In the records that follow, find the line with "the white entry"; from there, retype every line exactly through the line with "of the roof", which also belongs to the answer.

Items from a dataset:
+ + +

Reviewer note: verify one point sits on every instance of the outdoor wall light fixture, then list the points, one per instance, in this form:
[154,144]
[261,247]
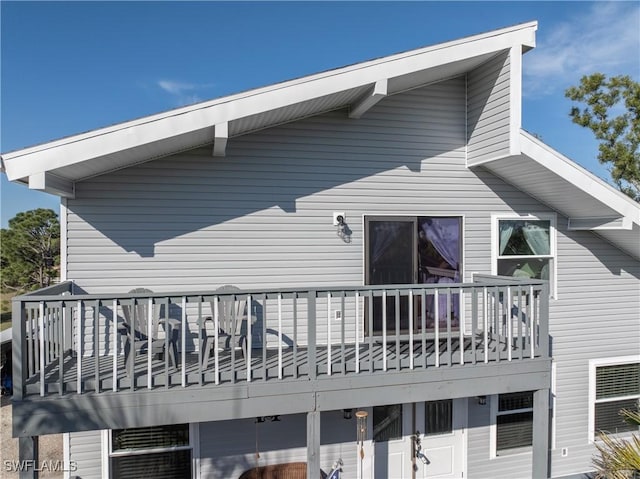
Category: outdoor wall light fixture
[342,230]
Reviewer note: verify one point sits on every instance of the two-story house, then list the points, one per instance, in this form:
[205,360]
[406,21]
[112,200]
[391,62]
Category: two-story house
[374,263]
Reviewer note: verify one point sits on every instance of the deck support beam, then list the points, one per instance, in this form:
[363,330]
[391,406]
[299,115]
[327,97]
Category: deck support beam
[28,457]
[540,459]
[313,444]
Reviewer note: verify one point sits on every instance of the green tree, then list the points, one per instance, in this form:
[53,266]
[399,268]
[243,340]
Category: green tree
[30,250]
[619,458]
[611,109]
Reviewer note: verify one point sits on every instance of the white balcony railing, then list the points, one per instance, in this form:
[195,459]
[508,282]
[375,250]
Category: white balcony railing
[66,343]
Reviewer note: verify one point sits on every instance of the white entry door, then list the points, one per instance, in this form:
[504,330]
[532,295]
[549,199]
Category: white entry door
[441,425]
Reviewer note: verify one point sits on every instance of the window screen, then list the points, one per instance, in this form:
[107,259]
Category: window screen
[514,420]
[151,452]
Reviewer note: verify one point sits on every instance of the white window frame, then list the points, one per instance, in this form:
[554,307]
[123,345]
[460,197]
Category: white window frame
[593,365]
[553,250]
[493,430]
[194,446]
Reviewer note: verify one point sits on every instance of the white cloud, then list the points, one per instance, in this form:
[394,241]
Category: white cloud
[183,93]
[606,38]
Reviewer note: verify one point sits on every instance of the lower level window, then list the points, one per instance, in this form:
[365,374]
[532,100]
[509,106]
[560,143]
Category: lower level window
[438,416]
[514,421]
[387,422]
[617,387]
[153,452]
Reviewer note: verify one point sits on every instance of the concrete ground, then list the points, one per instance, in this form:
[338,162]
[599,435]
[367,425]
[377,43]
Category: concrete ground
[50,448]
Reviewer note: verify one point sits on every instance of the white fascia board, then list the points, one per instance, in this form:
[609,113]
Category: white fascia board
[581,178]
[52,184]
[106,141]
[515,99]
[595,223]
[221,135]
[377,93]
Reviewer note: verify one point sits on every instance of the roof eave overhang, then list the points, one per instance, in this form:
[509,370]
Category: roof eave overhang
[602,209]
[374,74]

+ + +

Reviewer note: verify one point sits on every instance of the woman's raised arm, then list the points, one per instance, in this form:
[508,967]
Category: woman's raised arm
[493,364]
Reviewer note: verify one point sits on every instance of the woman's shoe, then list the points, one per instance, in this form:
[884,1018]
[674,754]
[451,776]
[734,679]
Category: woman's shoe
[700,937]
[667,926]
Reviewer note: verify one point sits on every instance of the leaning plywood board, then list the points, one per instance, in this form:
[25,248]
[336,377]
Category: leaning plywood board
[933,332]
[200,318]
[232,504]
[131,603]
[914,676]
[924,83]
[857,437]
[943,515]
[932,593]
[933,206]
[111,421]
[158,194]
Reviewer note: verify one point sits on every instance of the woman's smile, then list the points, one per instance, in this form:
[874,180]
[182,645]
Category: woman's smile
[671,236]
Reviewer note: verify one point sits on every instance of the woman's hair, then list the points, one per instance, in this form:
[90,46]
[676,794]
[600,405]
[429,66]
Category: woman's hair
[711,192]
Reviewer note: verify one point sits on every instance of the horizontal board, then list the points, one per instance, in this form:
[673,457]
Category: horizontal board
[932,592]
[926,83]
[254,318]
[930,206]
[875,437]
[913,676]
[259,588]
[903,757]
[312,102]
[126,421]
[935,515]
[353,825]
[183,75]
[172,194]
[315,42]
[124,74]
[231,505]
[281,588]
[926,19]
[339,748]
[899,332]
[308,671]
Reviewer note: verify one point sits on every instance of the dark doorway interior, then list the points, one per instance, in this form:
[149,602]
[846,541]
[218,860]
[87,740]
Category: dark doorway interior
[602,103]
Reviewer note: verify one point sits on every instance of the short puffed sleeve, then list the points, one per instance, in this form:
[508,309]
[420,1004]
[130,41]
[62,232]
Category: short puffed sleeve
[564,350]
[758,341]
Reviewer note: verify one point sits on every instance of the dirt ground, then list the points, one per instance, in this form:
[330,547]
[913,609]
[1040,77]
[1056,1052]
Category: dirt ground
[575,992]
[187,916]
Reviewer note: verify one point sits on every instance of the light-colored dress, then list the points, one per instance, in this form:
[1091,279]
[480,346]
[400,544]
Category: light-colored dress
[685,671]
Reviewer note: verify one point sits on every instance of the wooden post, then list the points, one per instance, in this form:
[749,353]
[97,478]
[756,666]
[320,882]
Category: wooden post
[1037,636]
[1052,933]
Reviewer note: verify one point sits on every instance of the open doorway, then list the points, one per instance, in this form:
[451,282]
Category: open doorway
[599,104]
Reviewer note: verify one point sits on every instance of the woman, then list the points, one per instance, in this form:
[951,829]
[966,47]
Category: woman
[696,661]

+ + +

> **RESULT**:
Reviewer note: verify one point sits on every instance of the white entry door, then list the points, one per instance, in this form:
[504,330]
[532,295]
[549,199]
Category: white entry door
[441,425]
Reviewer note: verify one point sits on every instance of the window screen, then list the points, one per instance, in this form:
[107,259]
Category: window screen
[514,420]
[151,452]
Reviewer note: verify one point sits on every instance of the white window frame, then list the points, one per instance, in this form:
[554,307]
[123,345]
[460,197]
Category: white window frame
[593,365]
[553,250]
[493,430]
[194,446]
Reviewer note: verify one point sits on every instance of the white cloud, then list the points, one per instance, in this form:
[394,241]
Category: white cloud
[183,93]
[606,38]
Reviewer note: verify one point sits on every instance of the lower level window, then list the points, one per instance, in this form:
[365,374]
[532,100]
[509,106]
[560,143]
Category: lower level window
[438,416]
[514,421]
[387,422]
[617,387]
[153,452]
Reviewer note: verify one point sits on every instance of the concrete ground, then list the points, one per instance, in this form:
[338,162]
[599,435]
[367,425]
[377,43]
Category: concrete ground
[50,448]
Reviewer note: verify one point sits on every instance of the white fascia board, then list the points, one per instance, in this form:
[609,113]
Category: white fascia board
[581,178]
[52,184]
[106,141]
[515,99]
[595,223]
[221,135]
[377,93]
Reviewer note: verify one point sits on every instance of the roof eave overhang, then list the points, one per instance, in this form:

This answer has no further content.